Referring expression data:

━━━━━━━━━━

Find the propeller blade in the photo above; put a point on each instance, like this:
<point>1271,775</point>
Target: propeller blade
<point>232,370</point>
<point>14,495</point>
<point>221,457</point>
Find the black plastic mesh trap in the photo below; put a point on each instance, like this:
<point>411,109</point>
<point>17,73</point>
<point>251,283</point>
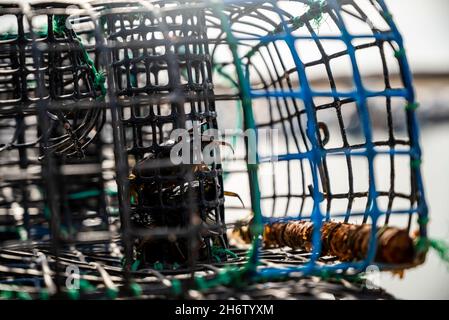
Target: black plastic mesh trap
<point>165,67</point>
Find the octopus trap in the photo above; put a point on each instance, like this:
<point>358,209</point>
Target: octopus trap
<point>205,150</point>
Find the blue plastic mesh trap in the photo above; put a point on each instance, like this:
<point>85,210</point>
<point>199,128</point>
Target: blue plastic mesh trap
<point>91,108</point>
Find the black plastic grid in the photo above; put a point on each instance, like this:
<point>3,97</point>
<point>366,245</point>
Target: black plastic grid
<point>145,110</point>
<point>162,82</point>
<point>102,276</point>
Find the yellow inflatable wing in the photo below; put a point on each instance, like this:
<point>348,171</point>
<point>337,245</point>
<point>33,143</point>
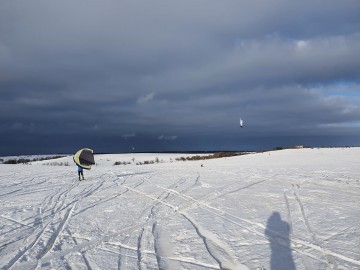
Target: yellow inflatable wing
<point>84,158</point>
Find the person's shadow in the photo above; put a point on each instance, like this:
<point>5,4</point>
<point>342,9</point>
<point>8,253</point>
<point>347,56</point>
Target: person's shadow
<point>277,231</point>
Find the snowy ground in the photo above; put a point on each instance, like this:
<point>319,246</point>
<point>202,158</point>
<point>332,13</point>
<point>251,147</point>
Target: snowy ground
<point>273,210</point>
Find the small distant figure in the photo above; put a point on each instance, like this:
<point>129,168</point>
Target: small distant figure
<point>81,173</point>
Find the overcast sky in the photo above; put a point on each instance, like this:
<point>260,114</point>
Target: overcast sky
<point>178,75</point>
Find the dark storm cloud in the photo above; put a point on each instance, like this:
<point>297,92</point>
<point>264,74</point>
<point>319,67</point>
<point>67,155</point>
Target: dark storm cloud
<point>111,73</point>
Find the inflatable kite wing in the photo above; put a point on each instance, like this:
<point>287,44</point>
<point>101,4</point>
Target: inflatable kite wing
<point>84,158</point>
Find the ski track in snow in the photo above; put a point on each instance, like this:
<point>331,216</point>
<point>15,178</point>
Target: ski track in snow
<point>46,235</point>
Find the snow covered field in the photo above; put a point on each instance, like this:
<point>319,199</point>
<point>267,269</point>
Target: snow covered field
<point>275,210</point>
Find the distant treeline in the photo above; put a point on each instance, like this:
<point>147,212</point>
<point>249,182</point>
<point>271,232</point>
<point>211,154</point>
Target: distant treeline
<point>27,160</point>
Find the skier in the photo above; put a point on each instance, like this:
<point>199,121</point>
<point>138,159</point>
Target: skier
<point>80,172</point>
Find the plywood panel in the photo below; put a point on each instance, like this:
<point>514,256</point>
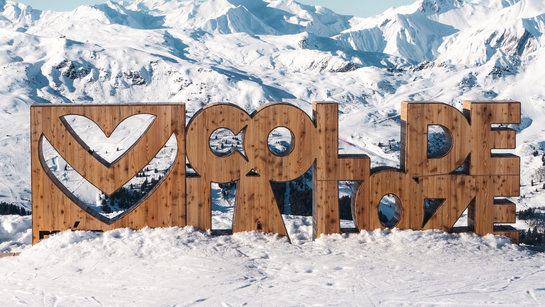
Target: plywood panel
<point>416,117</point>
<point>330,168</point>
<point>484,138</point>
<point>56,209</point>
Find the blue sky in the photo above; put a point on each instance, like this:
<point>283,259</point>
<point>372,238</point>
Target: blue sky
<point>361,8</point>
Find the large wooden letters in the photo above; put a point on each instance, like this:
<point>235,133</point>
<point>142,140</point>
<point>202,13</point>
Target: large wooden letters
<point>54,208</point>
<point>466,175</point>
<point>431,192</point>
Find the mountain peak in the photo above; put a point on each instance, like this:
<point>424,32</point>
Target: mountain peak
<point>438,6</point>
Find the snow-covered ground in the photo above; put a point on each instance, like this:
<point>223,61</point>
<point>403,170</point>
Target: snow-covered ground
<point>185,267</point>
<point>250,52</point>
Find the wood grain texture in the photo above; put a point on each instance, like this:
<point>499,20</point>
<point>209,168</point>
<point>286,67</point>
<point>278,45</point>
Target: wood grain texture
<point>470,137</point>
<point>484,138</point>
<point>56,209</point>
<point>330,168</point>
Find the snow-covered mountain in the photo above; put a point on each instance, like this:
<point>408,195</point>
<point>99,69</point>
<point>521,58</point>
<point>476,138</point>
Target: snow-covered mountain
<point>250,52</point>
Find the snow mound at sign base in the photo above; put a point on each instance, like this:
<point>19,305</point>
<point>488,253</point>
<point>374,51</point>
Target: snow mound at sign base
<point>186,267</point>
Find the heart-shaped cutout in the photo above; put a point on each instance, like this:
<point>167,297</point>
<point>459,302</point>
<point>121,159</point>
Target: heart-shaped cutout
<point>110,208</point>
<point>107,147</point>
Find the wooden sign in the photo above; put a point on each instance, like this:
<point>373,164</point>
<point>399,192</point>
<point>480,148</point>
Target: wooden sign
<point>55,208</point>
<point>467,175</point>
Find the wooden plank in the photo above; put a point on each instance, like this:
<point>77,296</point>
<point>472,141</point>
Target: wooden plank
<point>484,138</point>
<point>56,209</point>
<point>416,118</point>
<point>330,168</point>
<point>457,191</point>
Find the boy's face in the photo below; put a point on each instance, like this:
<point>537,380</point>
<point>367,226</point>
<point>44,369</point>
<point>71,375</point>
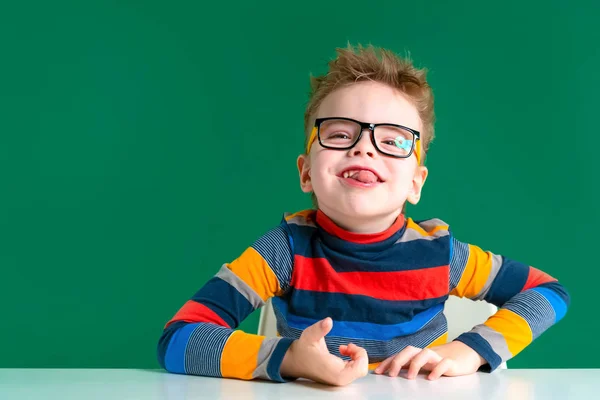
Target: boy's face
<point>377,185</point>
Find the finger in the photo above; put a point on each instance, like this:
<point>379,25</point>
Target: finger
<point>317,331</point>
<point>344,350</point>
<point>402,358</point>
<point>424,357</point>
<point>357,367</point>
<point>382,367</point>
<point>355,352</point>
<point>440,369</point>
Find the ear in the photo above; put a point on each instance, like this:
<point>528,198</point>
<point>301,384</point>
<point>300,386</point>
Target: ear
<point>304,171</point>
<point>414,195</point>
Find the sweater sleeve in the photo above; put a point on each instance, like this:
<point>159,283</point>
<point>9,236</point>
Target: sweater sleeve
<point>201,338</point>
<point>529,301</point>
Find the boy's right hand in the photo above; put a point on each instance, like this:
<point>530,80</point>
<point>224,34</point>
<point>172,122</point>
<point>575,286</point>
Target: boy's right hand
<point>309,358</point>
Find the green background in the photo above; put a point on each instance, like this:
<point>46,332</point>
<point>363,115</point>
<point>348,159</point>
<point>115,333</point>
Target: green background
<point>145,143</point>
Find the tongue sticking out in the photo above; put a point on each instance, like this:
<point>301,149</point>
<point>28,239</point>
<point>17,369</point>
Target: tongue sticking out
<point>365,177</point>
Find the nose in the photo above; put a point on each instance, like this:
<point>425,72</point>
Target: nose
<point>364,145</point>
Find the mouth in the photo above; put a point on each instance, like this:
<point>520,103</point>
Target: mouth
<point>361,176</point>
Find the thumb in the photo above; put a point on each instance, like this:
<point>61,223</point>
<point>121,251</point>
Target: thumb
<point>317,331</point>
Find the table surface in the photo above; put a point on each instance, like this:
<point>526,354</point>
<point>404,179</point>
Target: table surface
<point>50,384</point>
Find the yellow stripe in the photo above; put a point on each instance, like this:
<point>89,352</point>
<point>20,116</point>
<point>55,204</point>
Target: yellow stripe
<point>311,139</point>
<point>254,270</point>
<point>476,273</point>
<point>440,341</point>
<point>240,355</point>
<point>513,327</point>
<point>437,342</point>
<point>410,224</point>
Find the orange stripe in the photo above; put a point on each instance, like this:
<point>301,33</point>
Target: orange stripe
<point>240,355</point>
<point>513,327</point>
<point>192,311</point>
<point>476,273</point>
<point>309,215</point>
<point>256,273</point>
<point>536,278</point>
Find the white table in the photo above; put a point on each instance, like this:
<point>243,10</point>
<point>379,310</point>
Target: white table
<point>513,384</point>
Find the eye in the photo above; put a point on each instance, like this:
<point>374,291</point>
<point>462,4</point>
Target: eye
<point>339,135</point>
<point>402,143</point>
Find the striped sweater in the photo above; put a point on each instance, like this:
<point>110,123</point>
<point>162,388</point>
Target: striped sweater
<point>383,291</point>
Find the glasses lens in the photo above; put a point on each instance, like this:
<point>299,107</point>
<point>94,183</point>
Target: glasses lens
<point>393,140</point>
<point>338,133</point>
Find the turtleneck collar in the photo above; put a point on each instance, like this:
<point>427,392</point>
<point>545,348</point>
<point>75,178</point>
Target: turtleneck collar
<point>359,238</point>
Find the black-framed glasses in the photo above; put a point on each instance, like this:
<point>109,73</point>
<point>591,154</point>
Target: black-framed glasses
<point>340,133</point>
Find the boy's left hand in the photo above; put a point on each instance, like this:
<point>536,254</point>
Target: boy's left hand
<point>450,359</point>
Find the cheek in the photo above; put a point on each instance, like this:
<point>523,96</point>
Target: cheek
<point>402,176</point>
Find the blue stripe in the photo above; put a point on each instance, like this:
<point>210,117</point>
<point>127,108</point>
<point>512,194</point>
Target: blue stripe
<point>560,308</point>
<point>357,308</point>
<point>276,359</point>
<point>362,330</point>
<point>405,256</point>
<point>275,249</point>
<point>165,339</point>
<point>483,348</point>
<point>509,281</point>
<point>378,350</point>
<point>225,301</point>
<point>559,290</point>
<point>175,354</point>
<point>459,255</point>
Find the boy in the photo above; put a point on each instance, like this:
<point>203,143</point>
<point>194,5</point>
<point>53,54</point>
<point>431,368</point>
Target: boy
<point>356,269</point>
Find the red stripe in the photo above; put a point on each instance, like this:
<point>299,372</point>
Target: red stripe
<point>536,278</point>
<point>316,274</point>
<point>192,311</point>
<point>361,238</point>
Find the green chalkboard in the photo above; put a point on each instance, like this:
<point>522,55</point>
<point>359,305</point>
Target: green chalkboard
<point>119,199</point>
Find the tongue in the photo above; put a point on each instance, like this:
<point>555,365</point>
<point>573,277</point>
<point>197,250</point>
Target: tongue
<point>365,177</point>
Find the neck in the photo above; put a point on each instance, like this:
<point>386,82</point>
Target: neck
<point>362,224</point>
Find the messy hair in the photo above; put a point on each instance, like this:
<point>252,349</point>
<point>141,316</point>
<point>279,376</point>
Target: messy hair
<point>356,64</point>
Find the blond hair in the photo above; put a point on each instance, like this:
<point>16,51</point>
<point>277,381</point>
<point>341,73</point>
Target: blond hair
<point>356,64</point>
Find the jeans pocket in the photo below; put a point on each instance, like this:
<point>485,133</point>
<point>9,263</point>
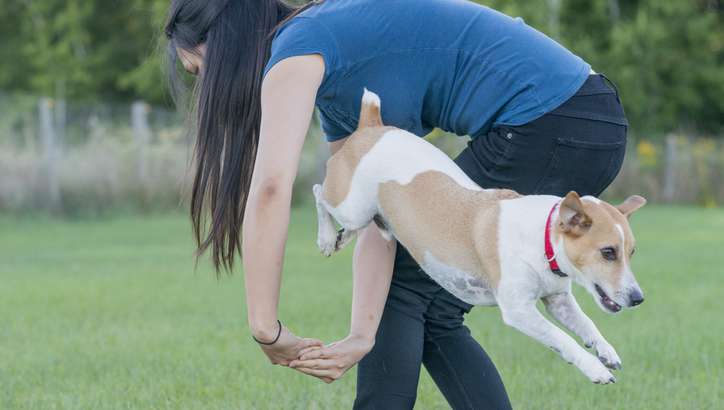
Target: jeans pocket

━━━━━━━━━━

Give again, word for word, the lines above from the first one through the one containing "Find the yellow inflatable"; no pictures.

Find the propeller blade in the photo above; put a point on each instance, like this:
<point>1271,775</point>
Target: propeller blade
<point>232,370</point>
<point>14,495</point>
<point>221,457</point>
Find the black plastic mesh trap in the photo below; put a point on each instance, like this:
<point>411,109</point>
<point>17,73</point>
<point>251,283</point>
Target: black plastic mesh trap
<point>165,67</point>
Find the octopus trap in the photo above; put a point on each instance, like this:
<point>358,209</point>
Target: octopus trap
<point>205,150</point>
Find the blue plastic mesh trap in the photo above; put a point on each instance, like this:
<point>85,210</point>
<point>199,128</point>
Target: blue plastic mesh trap
<point>91,108</point>
Find the black plastic grid in the photo above; put a point on each instance, like this:
<point>3,97</point>
<point>366,245</point>
Target: black plastic grid
<point>145,110</point>
<point>162,82</point>
<point>102,276</point>
Find the yellow inflatable wing in the photo below; put a point on each instance, like this:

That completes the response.